HOW TO COMPLETE THIS TASK:
Scan the listing and copy each line where the word "hood" is present.

STORED DATA:
---------------

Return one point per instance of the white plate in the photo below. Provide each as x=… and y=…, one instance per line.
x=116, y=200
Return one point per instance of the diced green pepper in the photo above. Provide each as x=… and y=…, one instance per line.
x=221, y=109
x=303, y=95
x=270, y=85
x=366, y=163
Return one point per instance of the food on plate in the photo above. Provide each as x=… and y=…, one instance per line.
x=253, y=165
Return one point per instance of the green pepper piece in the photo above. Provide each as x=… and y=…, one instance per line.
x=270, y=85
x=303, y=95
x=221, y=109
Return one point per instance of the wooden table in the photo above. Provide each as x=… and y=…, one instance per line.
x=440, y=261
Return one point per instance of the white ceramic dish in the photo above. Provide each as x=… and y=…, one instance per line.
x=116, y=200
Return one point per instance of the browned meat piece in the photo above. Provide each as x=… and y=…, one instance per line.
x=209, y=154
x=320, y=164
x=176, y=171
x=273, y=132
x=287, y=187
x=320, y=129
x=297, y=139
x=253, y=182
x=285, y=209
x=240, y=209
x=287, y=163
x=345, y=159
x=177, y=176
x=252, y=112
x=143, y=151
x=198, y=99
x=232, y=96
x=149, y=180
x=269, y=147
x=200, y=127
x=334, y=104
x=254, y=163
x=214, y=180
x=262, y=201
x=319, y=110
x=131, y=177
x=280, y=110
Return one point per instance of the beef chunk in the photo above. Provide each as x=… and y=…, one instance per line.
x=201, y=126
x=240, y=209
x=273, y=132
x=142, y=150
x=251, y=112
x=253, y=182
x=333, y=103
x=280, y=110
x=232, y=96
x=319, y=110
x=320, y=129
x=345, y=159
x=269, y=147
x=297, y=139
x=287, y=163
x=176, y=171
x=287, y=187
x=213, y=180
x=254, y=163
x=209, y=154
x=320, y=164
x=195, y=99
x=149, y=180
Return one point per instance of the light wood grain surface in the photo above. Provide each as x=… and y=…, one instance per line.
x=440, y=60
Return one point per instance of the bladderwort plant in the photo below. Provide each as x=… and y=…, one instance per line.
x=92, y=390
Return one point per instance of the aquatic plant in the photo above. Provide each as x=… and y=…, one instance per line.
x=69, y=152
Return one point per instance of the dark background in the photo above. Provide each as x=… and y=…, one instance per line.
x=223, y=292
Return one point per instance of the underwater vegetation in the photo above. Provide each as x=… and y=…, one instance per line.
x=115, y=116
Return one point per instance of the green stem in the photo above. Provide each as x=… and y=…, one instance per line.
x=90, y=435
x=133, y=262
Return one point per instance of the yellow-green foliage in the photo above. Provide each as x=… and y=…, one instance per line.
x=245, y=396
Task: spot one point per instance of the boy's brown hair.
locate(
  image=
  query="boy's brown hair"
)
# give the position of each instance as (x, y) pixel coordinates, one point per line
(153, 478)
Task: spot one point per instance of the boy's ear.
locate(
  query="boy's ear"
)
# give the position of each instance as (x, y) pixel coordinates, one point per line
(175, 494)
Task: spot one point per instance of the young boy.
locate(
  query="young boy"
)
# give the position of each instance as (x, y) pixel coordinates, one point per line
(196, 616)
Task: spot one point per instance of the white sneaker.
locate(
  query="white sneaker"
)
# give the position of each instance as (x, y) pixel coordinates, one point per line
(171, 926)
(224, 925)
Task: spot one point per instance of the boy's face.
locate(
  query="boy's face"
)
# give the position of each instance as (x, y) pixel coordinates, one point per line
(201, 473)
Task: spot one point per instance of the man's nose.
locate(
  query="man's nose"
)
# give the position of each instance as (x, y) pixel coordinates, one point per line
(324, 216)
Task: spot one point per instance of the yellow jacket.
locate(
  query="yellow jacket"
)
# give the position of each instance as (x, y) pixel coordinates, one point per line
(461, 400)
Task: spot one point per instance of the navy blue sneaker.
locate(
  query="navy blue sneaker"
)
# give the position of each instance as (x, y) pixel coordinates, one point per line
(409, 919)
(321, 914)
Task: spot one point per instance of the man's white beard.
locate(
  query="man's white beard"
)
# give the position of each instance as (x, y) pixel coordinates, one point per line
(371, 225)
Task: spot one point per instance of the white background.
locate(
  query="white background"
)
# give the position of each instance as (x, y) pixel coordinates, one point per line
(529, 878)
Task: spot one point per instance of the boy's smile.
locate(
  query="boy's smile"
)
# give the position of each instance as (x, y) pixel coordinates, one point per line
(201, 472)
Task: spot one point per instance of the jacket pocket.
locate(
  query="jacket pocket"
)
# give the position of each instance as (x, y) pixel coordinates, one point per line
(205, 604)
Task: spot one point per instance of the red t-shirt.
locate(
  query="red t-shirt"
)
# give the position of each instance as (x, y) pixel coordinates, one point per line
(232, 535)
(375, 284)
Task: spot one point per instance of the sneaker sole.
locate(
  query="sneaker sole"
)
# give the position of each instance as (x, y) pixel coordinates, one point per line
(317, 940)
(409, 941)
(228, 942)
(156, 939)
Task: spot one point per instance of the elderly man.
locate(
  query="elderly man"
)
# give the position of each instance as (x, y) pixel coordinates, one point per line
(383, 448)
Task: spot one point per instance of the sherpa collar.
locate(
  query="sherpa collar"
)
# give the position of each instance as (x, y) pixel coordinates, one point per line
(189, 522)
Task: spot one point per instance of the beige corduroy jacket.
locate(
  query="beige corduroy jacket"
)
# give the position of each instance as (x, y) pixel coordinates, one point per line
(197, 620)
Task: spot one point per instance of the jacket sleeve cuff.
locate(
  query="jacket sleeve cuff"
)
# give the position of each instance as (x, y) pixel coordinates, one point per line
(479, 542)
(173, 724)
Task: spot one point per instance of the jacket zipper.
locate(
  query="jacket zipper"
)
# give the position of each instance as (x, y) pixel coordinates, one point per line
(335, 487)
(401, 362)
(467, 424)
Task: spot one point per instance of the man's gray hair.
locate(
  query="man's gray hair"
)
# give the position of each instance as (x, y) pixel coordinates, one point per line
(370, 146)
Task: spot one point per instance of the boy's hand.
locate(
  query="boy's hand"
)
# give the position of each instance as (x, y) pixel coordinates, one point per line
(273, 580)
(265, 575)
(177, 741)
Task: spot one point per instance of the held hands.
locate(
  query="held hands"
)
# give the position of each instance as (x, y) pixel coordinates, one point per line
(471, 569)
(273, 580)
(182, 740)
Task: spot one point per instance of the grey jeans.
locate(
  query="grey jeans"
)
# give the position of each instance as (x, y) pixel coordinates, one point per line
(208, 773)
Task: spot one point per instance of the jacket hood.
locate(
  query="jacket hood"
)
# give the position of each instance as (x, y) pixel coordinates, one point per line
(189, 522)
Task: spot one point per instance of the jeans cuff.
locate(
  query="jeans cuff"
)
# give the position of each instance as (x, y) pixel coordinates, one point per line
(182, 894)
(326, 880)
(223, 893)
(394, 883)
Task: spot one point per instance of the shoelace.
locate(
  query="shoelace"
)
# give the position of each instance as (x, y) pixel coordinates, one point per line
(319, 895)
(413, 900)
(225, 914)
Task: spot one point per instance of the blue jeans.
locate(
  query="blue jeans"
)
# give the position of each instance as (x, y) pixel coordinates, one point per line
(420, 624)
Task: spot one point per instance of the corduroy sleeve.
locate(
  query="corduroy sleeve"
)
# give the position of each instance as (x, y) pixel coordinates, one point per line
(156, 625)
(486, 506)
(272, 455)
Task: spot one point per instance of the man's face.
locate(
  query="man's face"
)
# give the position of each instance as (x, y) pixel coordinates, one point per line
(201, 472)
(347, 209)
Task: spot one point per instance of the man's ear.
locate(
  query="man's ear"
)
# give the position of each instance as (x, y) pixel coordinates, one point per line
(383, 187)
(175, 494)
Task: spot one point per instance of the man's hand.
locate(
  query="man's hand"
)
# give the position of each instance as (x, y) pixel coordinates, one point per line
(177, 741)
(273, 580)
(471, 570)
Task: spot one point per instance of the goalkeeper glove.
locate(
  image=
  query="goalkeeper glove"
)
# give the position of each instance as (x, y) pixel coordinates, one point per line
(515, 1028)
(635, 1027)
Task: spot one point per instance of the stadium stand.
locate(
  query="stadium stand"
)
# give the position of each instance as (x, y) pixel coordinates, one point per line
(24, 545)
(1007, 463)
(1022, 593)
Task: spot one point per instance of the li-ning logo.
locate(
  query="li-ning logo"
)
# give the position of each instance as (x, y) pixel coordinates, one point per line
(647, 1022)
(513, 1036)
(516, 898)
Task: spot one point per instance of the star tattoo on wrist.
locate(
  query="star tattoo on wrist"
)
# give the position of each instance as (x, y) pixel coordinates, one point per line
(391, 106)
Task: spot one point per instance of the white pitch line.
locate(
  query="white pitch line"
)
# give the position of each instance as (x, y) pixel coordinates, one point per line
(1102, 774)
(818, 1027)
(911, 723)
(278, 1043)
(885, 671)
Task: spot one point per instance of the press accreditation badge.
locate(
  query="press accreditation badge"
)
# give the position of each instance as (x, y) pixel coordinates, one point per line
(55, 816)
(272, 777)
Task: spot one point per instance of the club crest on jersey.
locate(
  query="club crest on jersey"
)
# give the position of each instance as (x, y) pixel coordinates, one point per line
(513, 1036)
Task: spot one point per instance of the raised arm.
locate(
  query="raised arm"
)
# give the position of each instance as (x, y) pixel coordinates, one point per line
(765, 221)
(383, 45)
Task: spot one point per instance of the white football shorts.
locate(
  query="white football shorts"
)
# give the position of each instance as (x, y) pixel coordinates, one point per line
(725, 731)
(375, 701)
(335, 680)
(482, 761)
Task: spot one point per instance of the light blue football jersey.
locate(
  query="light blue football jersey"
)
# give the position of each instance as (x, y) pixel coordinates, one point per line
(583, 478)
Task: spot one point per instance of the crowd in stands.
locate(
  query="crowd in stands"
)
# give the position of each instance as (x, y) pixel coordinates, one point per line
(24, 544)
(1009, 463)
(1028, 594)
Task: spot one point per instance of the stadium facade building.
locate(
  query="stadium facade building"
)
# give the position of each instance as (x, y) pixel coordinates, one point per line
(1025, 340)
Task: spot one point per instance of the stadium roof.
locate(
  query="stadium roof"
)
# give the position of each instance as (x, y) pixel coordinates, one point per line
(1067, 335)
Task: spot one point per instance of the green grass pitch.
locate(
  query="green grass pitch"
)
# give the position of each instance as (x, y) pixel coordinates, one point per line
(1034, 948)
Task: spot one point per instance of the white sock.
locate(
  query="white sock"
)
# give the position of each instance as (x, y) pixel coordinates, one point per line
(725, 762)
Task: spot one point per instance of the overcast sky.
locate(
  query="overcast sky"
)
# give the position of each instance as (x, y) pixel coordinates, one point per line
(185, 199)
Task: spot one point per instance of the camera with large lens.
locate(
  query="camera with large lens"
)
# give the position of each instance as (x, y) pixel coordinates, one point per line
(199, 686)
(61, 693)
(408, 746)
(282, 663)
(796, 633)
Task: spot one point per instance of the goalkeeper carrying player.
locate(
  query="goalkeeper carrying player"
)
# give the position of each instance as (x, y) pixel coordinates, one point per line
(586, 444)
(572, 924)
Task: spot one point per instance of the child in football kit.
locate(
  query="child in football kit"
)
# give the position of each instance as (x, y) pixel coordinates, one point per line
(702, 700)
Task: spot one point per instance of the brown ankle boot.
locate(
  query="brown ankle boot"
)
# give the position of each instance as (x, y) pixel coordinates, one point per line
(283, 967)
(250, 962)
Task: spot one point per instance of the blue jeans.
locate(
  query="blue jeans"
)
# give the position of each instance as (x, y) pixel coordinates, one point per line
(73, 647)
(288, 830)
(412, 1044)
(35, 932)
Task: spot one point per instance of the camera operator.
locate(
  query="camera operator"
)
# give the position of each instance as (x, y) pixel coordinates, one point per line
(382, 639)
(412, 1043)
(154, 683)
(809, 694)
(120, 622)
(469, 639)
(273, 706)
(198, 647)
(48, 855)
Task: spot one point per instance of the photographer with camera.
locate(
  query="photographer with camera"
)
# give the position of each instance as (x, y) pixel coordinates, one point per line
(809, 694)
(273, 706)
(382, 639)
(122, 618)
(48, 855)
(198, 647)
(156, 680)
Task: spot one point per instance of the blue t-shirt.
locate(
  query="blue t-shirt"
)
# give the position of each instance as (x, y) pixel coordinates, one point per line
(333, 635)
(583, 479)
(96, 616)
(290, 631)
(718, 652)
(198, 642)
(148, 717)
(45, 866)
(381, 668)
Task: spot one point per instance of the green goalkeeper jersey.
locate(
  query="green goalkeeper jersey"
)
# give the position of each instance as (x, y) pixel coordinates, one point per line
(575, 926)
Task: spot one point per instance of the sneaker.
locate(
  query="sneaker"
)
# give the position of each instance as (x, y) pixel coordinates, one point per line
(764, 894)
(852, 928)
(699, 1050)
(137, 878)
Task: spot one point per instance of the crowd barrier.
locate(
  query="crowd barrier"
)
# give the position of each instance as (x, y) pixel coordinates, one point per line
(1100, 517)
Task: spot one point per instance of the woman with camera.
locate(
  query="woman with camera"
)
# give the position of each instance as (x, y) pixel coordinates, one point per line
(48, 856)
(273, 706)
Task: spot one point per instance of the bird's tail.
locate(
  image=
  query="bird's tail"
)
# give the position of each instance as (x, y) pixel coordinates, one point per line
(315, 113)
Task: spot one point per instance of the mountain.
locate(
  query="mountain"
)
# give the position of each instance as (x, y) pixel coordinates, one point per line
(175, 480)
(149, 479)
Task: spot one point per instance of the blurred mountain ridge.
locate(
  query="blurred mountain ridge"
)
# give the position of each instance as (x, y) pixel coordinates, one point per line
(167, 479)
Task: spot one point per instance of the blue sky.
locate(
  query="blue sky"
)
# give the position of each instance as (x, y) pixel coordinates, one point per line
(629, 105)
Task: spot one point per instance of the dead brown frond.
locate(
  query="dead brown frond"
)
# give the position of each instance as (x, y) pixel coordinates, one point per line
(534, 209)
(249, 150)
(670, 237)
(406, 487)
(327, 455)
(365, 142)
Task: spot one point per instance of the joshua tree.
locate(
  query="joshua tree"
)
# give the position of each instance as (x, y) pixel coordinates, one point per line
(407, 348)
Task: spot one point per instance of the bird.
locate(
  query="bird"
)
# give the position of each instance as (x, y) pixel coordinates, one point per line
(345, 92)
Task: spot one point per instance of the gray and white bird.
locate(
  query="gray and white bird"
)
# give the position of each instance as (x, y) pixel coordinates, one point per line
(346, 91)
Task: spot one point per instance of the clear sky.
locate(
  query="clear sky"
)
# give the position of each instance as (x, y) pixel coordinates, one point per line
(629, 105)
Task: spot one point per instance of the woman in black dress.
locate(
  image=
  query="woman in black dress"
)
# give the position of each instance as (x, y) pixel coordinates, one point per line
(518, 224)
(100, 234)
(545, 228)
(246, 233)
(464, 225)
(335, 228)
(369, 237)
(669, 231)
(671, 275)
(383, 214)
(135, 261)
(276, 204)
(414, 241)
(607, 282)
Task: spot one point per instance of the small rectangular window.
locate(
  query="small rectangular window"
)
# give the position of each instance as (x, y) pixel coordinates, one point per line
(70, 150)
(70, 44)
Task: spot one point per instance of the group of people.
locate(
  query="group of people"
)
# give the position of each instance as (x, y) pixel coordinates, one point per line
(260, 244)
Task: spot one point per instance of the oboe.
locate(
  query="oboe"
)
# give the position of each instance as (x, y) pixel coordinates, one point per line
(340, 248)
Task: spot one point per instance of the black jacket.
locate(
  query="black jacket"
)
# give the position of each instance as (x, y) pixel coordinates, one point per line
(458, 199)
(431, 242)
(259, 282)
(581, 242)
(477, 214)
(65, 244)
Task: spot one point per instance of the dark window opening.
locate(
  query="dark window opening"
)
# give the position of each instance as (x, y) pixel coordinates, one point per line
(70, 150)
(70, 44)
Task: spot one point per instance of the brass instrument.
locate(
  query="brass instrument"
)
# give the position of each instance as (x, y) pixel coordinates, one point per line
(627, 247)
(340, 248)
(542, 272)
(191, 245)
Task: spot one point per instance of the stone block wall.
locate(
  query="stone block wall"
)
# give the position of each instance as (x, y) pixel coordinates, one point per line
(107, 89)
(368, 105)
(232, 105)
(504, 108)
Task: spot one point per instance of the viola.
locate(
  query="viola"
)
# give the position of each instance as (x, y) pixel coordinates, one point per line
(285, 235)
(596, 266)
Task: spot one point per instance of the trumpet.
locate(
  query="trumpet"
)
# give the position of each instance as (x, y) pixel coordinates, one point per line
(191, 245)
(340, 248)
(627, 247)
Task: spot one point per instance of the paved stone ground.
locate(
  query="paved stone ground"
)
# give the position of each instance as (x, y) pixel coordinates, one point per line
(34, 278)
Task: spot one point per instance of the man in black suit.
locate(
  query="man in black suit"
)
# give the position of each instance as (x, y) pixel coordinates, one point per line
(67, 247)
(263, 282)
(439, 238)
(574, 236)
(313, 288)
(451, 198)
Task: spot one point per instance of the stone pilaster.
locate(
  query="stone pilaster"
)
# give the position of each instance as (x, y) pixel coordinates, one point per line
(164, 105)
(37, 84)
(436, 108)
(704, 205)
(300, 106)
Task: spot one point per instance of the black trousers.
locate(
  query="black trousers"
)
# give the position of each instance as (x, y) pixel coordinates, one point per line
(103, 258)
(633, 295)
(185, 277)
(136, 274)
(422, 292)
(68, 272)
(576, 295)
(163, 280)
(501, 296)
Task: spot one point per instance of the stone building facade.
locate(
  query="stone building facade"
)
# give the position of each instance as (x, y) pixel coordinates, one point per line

---------------

PROBLEM SOLUTION:
Task: spot one point per instance of the jacket hood.
  query="jacket hood"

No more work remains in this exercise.